- _Action item 1_
Reproduce the passage of the tension-free vaginal tape abstract from "Objectives: To evaluate" up to and including "of the urethra.".
- _Action item 2_
According to the tension-free vaginal tape abstract, how many of the 80 women had previously undergone prolapse or incontinence surgery?

- _Text passage_
%%

Urology 2006 Mar;67(3):524-8; discussion 528-9
Department of Obstetrics and Gynecology, University Hospital of Innsbruck, Medical University of Innsbruck, Innsbruck, Austria.
Objectives: To evaluate whether the tension-free vaginal tape operation changes urethral hypermobility, funneling, and urethral urodynamic parameters in different parts of the urethra.
Methods: We conducted a cohort study of our first 80 unselected female patients (age 36 to 78 years, median 53) undergoing a tension-free vaginal tape procedure. Urethral pressure profile measurements were done before and 6 and 12 months after the operation. Lateral cystography was performed before and after surgery in 50 patients. Of the 80 women, 29 had previously undergone prolapse or incontinence surgery. Parameter-free techniques were used for statistical evaluation.
Results: Five patients were lost to follow-up. On an intention-to-treat basis, 66% of the patients were objectively and subjectively cured, 20% were objectively dry but subjectively occasionally incontinent, and 14% had treatment failure. The maximal urethral closure pressure at rest showed no significant changes (median baseline and 6 and 12 months postoperatively, 44, 40, and 38 cm H(2)O, respectively). The pressure transmission ratio increased in the proximal urethra (median 107.5%, 122.5%, and 123.5% at baseline and 6 and 12 months postoperatively, respectively, P <0.05) and distal urethra (median 80%, 112%, 107.5% at baseline and 6 and 12 months postoperatively, respectively, P <0.01). The downward movement of the bladder neck during the Valsalva maneuver decreased (median 2.3 cm preoperatively versus 1.7 cm postoperatively, P <0.001). Urethral rotation was diminished (median 35.5 degrees versus 23 degrees , P <0.01). Funneling was seen postoperatively in only 5 of 25 preoperative cases.
Conclusions: The tension-free vaginal tape procedure stabilizes the urethra anatomically and improves funneling and pressure transmission ratios all along the urethra. The maximal urethral closure pressure at rest decreased without statistical significance.

%%

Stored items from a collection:

%%

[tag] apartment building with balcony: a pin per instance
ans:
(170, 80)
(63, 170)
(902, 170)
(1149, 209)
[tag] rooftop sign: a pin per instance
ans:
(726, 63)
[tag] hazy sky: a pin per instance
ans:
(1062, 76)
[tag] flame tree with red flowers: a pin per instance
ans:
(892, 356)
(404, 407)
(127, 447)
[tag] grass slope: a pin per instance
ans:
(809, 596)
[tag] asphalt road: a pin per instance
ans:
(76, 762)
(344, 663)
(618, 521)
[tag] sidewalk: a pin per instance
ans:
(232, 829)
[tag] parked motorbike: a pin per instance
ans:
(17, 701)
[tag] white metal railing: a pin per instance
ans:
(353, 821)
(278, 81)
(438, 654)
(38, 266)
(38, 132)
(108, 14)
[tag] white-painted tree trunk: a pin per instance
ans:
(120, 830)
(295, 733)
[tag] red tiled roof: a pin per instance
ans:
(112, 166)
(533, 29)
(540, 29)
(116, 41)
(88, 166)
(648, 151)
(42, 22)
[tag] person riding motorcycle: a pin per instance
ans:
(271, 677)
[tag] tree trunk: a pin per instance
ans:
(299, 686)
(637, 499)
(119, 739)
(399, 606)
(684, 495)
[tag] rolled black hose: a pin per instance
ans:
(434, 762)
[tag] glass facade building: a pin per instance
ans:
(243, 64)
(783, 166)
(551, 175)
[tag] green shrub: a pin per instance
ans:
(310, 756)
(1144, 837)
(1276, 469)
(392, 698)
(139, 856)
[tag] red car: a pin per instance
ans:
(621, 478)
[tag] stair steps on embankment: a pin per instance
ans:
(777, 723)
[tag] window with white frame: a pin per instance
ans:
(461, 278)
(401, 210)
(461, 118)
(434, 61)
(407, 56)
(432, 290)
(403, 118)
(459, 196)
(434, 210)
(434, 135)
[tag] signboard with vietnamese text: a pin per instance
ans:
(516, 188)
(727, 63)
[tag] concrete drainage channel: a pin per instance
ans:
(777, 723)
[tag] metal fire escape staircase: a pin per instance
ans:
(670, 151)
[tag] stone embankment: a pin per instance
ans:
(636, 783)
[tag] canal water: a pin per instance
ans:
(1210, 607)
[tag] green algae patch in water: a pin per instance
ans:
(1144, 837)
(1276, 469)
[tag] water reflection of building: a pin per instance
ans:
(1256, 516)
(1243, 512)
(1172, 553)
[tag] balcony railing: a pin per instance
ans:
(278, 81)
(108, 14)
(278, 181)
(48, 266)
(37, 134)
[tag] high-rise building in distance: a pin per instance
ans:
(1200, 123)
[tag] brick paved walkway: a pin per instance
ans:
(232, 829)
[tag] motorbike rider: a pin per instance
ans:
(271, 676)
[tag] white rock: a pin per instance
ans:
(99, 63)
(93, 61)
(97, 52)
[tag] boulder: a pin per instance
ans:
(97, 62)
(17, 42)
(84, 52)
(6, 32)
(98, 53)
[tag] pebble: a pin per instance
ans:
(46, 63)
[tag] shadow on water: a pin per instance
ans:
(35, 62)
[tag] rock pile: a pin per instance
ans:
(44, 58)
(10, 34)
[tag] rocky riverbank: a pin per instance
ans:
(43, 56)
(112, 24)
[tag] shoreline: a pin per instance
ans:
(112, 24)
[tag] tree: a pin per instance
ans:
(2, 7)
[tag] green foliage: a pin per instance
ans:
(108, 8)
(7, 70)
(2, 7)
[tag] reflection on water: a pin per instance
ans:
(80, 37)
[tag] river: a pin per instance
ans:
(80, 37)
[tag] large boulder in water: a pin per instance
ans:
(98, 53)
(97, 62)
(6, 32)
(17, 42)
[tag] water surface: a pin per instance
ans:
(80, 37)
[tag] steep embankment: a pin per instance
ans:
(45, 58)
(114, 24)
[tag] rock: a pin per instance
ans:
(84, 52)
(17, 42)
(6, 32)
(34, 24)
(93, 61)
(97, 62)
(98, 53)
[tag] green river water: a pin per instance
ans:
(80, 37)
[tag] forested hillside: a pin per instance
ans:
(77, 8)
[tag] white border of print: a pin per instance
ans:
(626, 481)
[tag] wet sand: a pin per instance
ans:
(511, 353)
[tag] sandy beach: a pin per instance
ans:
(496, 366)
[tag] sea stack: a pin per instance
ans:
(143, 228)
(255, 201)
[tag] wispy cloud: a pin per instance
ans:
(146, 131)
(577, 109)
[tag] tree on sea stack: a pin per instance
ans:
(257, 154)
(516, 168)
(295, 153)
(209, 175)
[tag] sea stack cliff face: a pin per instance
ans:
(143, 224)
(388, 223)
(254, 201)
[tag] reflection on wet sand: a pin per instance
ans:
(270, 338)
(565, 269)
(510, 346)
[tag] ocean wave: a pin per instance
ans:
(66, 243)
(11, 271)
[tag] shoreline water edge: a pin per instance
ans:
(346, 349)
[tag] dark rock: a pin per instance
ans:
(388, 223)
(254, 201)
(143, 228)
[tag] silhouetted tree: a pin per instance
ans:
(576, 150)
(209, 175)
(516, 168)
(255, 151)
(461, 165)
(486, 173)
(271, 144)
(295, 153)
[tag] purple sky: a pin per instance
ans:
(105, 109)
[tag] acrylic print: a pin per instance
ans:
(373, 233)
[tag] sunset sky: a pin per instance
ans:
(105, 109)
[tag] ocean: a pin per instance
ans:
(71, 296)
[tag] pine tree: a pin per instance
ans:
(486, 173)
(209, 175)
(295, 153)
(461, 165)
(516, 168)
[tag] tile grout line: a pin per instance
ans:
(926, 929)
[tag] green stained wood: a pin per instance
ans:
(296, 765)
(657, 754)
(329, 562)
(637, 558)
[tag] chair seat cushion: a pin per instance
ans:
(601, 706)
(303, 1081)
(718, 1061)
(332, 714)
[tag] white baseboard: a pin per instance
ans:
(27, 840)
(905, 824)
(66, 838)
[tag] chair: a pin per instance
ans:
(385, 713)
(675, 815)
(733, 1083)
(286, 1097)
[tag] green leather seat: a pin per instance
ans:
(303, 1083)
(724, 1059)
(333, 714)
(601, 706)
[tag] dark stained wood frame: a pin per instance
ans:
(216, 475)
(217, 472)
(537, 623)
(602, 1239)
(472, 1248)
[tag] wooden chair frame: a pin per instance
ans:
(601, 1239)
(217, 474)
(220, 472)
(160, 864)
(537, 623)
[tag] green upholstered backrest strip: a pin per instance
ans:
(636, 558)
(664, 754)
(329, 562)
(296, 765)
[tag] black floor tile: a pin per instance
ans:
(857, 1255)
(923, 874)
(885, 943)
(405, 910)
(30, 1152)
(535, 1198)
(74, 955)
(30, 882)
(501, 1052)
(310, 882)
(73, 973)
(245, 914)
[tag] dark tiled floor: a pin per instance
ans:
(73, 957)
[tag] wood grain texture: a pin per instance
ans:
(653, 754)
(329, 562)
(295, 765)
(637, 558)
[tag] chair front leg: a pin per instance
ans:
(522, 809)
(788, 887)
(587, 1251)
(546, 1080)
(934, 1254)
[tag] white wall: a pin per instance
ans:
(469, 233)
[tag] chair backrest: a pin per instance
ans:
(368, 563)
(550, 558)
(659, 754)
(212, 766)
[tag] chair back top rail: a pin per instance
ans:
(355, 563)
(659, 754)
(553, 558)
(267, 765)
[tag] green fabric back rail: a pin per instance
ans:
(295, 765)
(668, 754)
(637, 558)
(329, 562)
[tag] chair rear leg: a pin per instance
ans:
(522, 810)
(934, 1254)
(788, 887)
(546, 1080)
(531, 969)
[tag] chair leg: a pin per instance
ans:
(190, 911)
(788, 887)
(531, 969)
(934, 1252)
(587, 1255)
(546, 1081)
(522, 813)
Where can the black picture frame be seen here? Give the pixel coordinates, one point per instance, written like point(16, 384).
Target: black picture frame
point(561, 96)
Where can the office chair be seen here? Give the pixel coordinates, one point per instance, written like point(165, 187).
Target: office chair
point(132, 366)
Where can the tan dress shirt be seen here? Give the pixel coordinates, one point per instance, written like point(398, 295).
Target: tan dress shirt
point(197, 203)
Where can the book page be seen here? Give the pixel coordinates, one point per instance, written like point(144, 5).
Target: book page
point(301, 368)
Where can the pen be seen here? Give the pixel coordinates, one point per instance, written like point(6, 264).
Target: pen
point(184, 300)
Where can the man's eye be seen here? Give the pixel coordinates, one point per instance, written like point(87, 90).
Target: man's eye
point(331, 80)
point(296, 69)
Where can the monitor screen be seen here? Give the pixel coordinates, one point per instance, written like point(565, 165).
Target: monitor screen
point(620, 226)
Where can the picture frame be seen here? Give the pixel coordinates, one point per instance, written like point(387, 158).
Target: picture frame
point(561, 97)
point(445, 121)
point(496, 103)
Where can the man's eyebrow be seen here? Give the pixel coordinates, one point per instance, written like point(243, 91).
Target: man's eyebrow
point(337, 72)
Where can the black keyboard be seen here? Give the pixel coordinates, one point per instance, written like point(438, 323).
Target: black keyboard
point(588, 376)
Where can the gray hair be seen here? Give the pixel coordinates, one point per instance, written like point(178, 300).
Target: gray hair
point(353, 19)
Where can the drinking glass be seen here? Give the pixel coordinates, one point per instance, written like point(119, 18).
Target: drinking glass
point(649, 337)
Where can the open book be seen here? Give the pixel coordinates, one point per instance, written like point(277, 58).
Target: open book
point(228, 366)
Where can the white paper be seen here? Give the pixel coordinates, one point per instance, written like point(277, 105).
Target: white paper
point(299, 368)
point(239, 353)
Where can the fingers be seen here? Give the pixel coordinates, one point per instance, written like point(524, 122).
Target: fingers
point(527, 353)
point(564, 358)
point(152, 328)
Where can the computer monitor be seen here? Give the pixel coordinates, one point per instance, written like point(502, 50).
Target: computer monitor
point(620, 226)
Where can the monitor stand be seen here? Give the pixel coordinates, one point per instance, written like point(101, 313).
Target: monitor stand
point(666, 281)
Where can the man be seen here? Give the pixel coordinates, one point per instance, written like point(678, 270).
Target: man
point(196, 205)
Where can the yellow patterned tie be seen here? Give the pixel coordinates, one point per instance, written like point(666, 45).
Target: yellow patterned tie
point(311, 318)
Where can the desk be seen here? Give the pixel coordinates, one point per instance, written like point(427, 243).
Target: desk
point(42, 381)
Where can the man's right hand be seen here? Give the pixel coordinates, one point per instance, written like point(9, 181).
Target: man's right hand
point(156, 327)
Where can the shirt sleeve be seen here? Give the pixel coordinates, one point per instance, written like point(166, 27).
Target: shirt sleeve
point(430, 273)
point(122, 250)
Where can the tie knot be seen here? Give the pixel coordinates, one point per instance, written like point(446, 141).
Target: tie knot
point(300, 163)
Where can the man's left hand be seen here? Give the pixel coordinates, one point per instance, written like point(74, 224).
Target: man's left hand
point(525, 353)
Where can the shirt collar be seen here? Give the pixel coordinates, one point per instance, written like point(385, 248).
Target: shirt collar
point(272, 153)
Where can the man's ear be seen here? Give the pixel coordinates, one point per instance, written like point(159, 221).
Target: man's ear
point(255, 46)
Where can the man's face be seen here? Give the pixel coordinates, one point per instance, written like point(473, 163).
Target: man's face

%%

- _Problem solution 1_
Objectives: To evaluate whether the tension-free vaginal tape operation changes urethral hypermobility, funneling, and urethral urodynamic parameters in different parts of the urethra.

- _Problem solution 2_
29